This excludes that specific data source for the participant.
[!note]
Participants can later revisit the Data Sources page to update permissions. The Avicenna app also allows participants to revoke permissions at any time.
Web-Only Participation
Participants using only the web app (not the mobile app) cannot contribute data from phone-based sensors. However, wearable data can still be collected, because:
- Wearable data is pulled from OEM servers (e.g., Garmin), not directly from the device.
- Participants grant access to their account on the wearable provider’s server.
- Avicenna fetches this data at the end of every day.
As a result, wearable-related data sources can be configured via the web app.
Phone Sensor Data Collection Timing
For mobile sensors like GPS and Pedometer, Avicenna requests data from the OS once every 5 minutes.
- iOS guarantees this 5-minute interval
- Android doesn’t guarantee it and might provide data either less often or more often than 5 minutes.
Sensor Data Collection Models
1. Continuous Collection (e.g., Pedometer)
In this approach, the device’s operating system continuously collects data. The OS then provides all the collected data to the Avicenna app when Avicenna queries it from the device. For example, Android and iOS devices continuously count the participant’s steps. If a study has the Pedometer sensor enabled, the Avicenna app queries the pedometer data once every 5 minutes, but it gets the total number of steps taken since the last request. So even though the Avicenna app queries data once every 5 minutes, it collects all steps taken by the participant. Similarly, Android and iOS always check whether the screen is on or off. When the screen state changes, the OS notifies the Avicenna app, regardless of the 5-minute data query interval.
2. Episodic (Burst-Based) Collection (e.g., GPS)
In this approach, Avicenna asks the OS every 5 minutes to collect data for a certain period, called Burst Length. The burst length is different for different data sources. For example, GPS keeps collecting data until it reads three accurate data points in a maximum time of 60 seconds. For battery, Avicenna collects one record in each cycle. For the accelerometer, Avicenna collects data for 60 seconds.
For details on the data collection behavior of each data source, please refer to the relevant documentation page following this section.

* **Provided information**
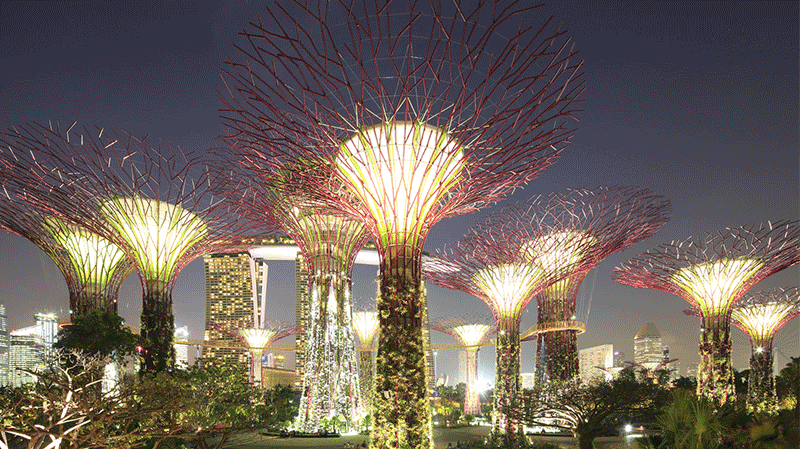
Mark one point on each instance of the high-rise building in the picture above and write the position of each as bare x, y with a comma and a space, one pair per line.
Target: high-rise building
462, 367
596, 363
47, 328
302, 318
228, 300
26, 352
4, 347
647, 347
181, 350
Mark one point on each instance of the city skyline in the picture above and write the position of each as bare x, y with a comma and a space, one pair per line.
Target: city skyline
697, 105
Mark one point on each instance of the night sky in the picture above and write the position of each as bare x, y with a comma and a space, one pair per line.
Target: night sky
697, 101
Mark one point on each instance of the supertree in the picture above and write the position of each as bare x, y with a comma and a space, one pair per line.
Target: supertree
471, 332
93, 267
329, 242
760, 315
712, 273
257, 339
491, 263
365, 324
151, 200
605, 220
422, 113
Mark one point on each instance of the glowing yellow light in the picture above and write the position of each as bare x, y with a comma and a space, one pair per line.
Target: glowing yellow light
557, 251
762, 320
257, 338
472, 334
93, 257
714, 285
159, 232
400, 171
366, 326
507, 286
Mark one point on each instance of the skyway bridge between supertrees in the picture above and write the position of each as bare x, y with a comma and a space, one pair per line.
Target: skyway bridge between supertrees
420, 112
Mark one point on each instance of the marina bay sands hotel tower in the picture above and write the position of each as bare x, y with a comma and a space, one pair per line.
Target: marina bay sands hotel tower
230, 295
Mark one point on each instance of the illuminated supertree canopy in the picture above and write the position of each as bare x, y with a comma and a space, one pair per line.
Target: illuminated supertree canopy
760, 315
152, 201
591, 224
712, 273
256, 340
329, 242
470, 332
422, 112
93, 267
491, 263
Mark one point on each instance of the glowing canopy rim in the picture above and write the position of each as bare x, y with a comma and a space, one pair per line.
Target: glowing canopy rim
158, 232
555, 326
507, 286
400, 170
715, 284
762, 321
559, 250
93, 257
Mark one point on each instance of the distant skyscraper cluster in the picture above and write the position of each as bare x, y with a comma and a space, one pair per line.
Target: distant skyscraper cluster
25, 349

* **The task**
Write the next part of the Avicenna data-collection text, starting after its final sentence.

* **Exercise answer**
Troubleshooting
Low or missing records
If you think some data records are missing or there are fewer data records than you expected, whether after exporting/downloading the data or by viewing the In-Operation
or other plots on the Participation
page:
- Check the general steps to diagnose participation issues.
- Check if the study setup (that pink banner at the top of the study’s homepage) is completed. You can check the Application State logs on Kibana to see which permissions are granted/revoked or not granted at all. Note that some data sources might not need specific permission. On the other hand, the participant should prevent the mobile app from being restricted/terminated by the operating system. Check these pages for more details:
- If you haven’t marked your data source as
Mandatory
, the participant might have opted out of its data collection. You can check that by theStudy Data Sources
field under Application State logs on Kibana. - Check the data collection behavior of Avicenna to understand possible limitations and differences between Android and iOS, and see what you can expect in general. For each data source, check the additional details, if any, on the collection behavior under their own pages. For example, for GPS, see this section. This is especially useful if you checked the In Operation status and thought it was low; a value less than 100% does not necessarily translate to data loss.
- Check if the participant is using the web app by checking their devices. Some data sources (e.g., GPS) collect data using mobile apps only.
- Check for the “Data Collection Failed” and “Data Collection Cycle Did Not Start” audit logs.
- Check if the sensor is working properly on the device. You can test that by collecting similar data using other apps or, in the case of wearable data sources (e.g., Garmin), see if you or the participant can see any data under the corresponding accounts.